**Task objective**
Take the data that follows and return it exactly.

**Supplied material**
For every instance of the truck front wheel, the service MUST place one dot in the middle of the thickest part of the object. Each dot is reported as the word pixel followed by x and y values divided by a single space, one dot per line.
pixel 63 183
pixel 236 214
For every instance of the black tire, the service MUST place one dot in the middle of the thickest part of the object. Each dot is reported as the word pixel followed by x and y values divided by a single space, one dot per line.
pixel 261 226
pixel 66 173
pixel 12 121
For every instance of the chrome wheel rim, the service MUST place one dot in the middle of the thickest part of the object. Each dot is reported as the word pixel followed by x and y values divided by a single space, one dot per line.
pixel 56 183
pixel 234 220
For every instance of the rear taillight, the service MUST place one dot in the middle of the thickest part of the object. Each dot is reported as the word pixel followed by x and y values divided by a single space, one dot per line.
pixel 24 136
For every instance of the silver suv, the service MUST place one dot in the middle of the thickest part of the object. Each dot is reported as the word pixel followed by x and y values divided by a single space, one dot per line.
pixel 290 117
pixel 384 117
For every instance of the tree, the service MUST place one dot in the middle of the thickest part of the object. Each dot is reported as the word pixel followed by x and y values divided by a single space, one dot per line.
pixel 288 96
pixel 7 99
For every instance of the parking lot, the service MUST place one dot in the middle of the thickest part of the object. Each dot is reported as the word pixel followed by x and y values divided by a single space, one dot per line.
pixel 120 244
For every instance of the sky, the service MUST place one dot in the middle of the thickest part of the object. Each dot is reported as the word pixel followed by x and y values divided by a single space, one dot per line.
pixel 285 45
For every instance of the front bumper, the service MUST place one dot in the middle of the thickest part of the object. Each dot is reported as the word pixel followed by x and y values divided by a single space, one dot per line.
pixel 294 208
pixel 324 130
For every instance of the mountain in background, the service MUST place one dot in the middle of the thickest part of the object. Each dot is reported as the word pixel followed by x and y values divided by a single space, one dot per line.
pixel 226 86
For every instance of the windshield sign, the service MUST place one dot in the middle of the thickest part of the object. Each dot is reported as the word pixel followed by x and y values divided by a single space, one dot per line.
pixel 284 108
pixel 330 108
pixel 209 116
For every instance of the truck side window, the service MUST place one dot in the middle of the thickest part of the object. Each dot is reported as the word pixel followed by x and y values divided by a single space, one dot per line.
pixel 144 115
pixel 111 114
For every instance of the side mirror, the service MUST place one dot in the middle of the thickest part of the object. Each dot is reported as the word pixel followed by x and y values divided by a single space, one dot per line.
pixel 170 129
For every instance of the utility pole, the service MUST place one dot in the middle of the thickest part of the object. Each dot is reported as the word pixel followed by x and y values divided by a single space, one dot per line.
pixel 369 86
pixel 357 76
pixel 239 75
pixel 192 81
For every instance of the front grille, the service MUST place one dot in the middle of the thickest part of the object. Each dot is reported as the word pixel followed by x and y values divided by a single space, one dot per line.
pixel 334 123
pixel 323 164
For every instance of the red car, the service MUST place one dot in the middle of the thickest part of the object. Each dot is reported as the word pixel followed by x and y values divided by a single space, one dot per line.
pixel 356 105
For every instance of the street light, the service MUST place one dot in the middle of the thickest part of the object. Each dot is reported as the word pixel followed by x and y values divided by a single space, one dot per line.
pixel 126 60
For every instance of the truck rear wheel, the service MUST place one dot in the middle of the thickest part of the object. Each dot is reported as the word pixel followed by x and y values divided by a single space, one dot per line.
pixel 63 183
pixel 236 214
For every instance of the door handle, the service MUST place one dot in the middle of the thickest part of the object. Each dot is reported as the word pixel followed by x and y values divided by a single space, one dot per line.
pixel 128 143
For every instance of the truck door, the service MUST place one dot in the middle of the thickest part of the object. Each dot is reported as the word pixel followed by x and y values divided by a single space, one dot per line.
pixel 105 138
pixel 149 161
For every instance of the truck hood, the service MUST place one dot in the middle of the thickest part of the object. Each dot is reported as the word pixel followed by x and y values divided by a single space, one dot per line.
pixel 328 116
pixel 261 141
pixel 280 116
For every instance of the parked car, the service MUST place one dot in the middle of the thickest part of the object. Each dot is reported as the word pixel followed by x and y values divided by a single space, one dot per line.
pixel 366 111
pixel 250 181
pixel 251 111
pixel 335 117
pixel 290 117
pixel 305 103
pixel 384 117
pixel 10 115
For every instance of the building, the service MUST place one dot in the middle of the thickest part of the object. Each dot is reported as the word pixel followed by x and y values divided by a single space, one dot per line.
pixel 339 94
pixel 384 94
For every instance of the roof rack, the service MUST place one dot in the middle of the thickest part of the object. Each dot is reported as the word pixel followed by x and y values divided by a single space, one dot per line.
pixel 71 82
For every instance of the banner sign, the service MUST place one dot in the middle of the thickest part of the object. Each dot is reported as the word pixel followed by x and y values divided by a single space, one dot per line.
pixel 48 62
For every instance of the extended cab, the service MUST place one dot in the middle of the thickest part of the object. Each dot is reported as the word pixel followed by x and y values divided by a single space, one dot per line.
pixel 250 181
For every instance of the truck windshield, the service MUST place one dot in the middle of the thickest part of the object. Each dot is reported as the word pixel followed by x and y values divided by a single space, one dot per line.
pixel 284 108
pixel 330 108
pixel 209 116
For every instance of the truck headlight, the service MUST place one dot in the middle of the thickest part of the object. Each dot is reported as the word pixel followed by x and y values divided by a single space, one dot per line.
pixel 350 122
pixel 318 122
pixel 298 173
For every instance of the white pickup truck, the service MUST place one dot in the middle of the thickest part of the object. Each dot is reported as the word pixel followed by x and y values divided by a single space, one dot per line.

**Answer for the task**
For every instance of the truck front wheel, the service MUST place one dot in the middle of the thickest part of the object. Each dot is reported as the word pixel followed by x and y values divided by a single space, one dot per line.
pixel 63 183
pixel 236 214
For every instance of the black tire, the service MUST place one dot in the middle of the thickest part of the object. Each dot is reported as the word pixel followed by x and y values divided by a single space, one dot per line.
pixel 261 226
pixel 66 173
pixel 12 121
For every instance of the chrome wheel rim, the service MUST place one dot in the middle of the thickest part of the object. Each dot is reported as the word pixel followed by x and y values divided by a single space, one dot per line.
pixel 56 183
pixel 234 220
For every instance of the rear taillight, the service MUST place one dot in the middle of the thickest part of the object. Each dot is reported as the word pixel followed by x and y values divided by a single space, one dot per line.
pixel 24 136
For every instance of the silver suv, the service MUST place one dot in the middle of the thickest part of the object. Each dot is reported as the word pixel followed by x and y values divided by a single space, one dot per line.
pixel 290 117
pixel 384 117
For every instance of the tree, the service MUST place one dot in the middle of the thickest part of the object. Each dot is reported as the word pixel followed by x and y values divided by a single space, one dot per line.
pixel 288 96
pixel 7 99
For every instance of the parking lot, the service MUST place one dot in the middle of the thickest part of the object. Each dot is reported as the word pixel followed by x and y values divided by a single space, one dot per line.
pixel 120 244
For every instance of the sky, the service MUST place one dot in the middle of the thickest part of the object. Each dot is reported as the word pixel followed by x and y values divided by a single space, one dot per line.
pixel 285 45
For every instance of the front bumper, the service MUST place one dot in the middle of the thickest part of the object. Each dot is reported as the word pixel followed by x and y values divided by a single space, one dot per line.
pixel 294 208
pixel 324 130
For every instance of the mountain in background, the service MUST place one dot in the middle of the thickest part of the object. Each dot is reported as the word pixel followed by x and y values divided by a single space, one dot per line.
pixel 226 86
For every instance of the windshield sign, the service MUST place one dot in the middle of the thickest part of the object. Each dot is reported as the word pixel followed by x and y values divided by a single space, one dot per line.
pixel 284 108
pixel 330 108
pixel 209 116
For every instance of the truck side window, the service MUST place one dot in the middle of the thickest part of the object. Each dot is reported as the word pixel followed by x and y values divided by a single space, one dot per line.
pixel 144 115
pixel 111 114
For every instance of the side mirror, the service MUST place one dot in the middle of the thickest part of the object. Each dot is reported as the word pixel followed by x and y values divided by a single space, one dot per line.
pixel 170 129
For every instance of the utility pole, the service MUST place one dot in the middle of the thickest part of the object. Each dot is reported as the word pixel followed by x and y values divided by a single space, one dot per line.
pixel 369 86
pixel 357 76
pixel 239 75
pixel 192 81
For every instance of the front grille, the service MUST place one dot in the middle of the thickest part of the object. Each dot is reported as the word pixel followed by x and y values divided by a single space, one dot per line.
pixel 334 123
pixel 323 164
For every instance of the red car, the service MUST place one dot in the middle of the thickest part of the object. Each dot is reported as the word pixel followed by x and y values divided by a single space, one dot per line.
pixel 356 105
For every instance of the street light, the service MUST place one dot in the middle of the thickest part of the object. Each dot is reported as the word pixel followed by x and y values divided by a single space, one dot per line.
pixel 126 60
For every instance of the truck rear wheel, the service MUST place one dot in the middle of the thickest part of the object. Each dot is reported as the word pixel followed by x and y values divided by a single space, one dot per line.
pixel 63 183
pixel 236 214
For every instance of the door handle, the service MUST place one dot in the middle of the thickest part of the object. Each dot is reported as the word pixel followed by x and y values divided by a single space, one dot per line.
pixel 128 143
For every instance of the truck door, the service MUST place one dot in the middle of the thickest part of the object. Each dot is reported as the word pixel followed by x and y values divided by a single space, one dot per line.
pixel 105 138
pixel 149 161
For every instance of the truck hood, the service MUST place one dot in the middle of the thickest part of the object. Each dot is reported as the word pixel followed by x and y values divided by a single space, one dot per line.
pixel 328 116
pixel 261 141
pixel 280 116
For every instance of the parked car, the service MUST place one dot in the middle of the thickest part of the object. Each dot is reported as the word pixel followed by x and y values divided by a single space, one dot per line.
pixel 366 111
pixel 250 181
pixel 251 111
pixel 335 117
pixel 290 117
pixel 305 103
pixel 384 117
pixel 10 115
For every instance of the building, the service MUST place one dot in the middle of the thickest part of the object. Each dot is reported as the word pixel followed by x and y values divided by a single space, one dot per line.
pixel 339 94
pixel 384 94
For every instance of the roof rack, the service MUST place one dot in the middle of the thickest part of the object. Each dot is reported as the word pixel followed by x and y values divided by a single space, one dot per line.
pixel 71 82
For every instance of the banner sign, the service MUST place one dot in the middle of the thickest part of the object. Each dot is reported as the word pixel followed by x and y values divided by a single space, one dot per line.
pixel 48 62
For every instance of the extended cab, the service MUST place one dot in the middle of the thickest part of the object. Each dot is reported as the word pixel followed by x and y values divided by a single space, one dot per line.
pixel 250 181
For every instance of the truck windshield, the service MUST place one dot in the middle of the thickest part of the object. Each dot is reported as the word pixel followed by x and y values divided by a single space, one dot per line.
pixel 284 108
pixel 330 108
pixel 209 116
For every instance of the truck headlight, the service MUST place one dot in the middle of the thickest part of the object. Each dot is reported as the word pixel followed by x and y values divided by a single space, one dot per line.
pixel 350 122
pixel 318 122
pixel 298 173
For every instance of the white pickup truck, the service MUST place one dot in the middle of the thickest part of the object. Each dot is reported as the word pixel followed by x and y values divided by a single space, one dot per line.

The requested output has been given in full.